### Short exercise 1
Reproduce word for word the part of the forum thread about Trigon and Darkseid vs Goku and Vegeta starting at "Mxy's powerlevel is" and ending at "out of universe.".
### Short exercise 2
In the forum thread about Trigon and Darkseid vs Goku and Vegeta, what does Huey Freeman say both Trigon and Darkseid can do that Goku and Vegeta have no answer for?
### Short exercise 3
Translate this sentence from the forum thread about Trigon and Darkseid vs Goku and Vegeta into Spanish: "Mxy's powerlevel is kinda inconsistent."

# Trigon and Darkseid vs Goku and Vegeta



## RavenSupreme (Nov 5, 2016)

think about black and zamasu being replaced by dark and tri

how would this go?


----------



## Donquixote Doflamingo (Nov 5, 2016)

Trigon and Darkseid vs Goku and Vegeta 

Trigon solos.


----------



## shade0180 (Nov 5, 2016)

The characters on the first team is Multiversal..


----------



## Blocky (Nov 5, 2016)

The only DB character who may can beat them is Omni-king.

If were not counting Darkseid with ALE, Soulfire or Final Crisis.


----------



## youresafenow (Nov 5, 2016)

Darkseid would get beaten up and Trigon would probably win.


----------



## howdy01 (Nov 5, 2016)

raven I expected more from u

jk I dn't know anything about this match-up


----------



## trance (Nov 5, 2016)

Goku and Veggie just got upgraded to universe level, DS' true form was fucking up the multiverse just by existing. 

The two Saiyans get vaporized.


----------



## RavenSupreme (Nov 5, 2016)

what if i restrict either DS or Tri making it a 2v1?


----------



## Blαck (Nov 5, 2016)

RavenSupreme said:


> what if i restrict either DS or Tri making it a 2v1?


Wouldn't matter, either could solo. Unless of course current Darkseid nerfed.


----------



## Huey Freeman (Nov 5, 2016)

Both of them can reality warp, something goku and Vegeta has no answer for.


----------



## Empress Angeline (Nov 6, 2016)

Darkseid is irrelevant but Trigon stomps. He fought on par with Mr Mxyzptlk.


----------



## Solar (Nov 6, 2016)

Really? It looked like Mxy won pretty easily.


----------



## John Wayne (Nov 6, 2016)

Mxy's powerlevel is kinda inconsistent.


----------



## XImpossibruX (Nov 6, 2016)

As stated in Titans, Trigon with a tenth of his power could wipe out of universe.


----------



## RavenSupreme (Nov 6, 2016)

Frederica Bernkastel said:


> Really? It looked like Mxy won pretty easily.


i actually read the issues with the fight. definete a stalemate with maybe even a slight edge for trigon at the later part of the fight


----------



## John Wayne (Nov 6, 2016)

### Entries shown
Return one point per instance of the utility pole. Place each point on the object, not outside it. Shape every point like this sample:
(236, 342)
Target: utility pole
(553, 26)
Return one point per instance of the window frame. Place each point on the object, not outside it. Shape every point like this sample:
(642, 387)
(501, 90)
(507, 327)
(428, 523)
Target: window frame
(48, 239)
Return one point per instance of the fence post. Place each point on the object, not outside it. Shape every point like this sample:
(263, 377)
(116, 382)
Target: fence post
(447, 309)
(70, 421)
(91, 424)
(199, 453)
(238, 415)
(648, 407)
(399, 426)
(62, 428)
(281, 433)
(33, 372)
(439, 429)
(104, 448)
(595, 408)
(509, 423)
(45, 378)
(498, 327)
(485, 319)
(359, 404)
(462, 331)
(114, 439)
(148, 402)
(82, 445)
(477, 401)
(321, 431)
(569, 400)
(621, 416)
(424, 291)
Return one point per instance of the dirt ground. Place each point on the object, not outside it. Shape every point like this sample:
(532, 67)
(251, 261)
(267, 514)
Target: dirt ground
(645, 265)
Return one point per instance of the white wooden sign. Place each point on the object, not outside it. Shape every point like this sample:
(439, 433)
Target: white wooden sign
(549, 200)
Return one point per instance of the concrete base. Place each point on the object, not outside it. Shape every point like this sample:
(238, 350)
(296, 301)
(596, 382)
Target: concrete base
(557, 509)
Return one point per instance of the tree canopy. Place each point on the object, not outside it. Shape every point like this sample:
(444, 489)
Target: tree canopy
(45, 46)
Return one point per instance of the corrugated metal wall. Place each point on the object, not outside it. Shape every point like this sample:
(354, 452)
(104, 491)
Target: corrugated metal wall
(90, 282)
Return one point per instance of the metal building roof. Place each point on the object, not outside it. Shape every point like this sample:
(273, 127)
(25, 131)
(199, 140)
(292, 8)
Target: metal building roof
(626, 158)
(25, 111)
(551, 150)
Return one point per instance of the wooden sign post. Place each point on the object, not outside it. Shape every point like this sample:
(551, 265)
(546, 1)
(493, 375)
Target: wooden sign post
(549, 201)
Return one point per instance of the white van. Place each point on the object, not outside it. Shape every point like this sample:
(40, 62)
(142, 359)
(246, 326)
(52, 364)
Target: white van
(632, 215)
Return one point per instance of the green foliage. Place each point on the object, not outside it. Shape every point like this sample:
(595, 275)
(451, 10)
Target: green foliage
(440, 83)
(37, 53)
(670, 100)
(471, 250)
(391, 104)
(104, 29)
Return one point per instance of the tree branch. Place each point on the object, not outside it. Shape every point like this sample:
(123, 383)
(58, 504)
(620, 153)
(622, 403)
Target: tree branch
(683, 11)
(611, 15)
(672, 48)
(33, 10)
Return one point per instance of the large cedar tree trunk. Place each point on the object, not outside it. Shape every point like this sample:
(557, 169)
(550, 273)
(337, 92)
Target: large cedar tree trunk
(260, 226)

### Final result 1
Mxy's powerlevel is kinda inconsistent.


----------



## XImpossibruX (Nov 6, 2016)

As stated in Titans, Trigon with a tenth of his power could wipe out of universe.

### Final result 2
Reality warp.

### Final result 3
El nivel de poder de Mxy es algo inconsistente.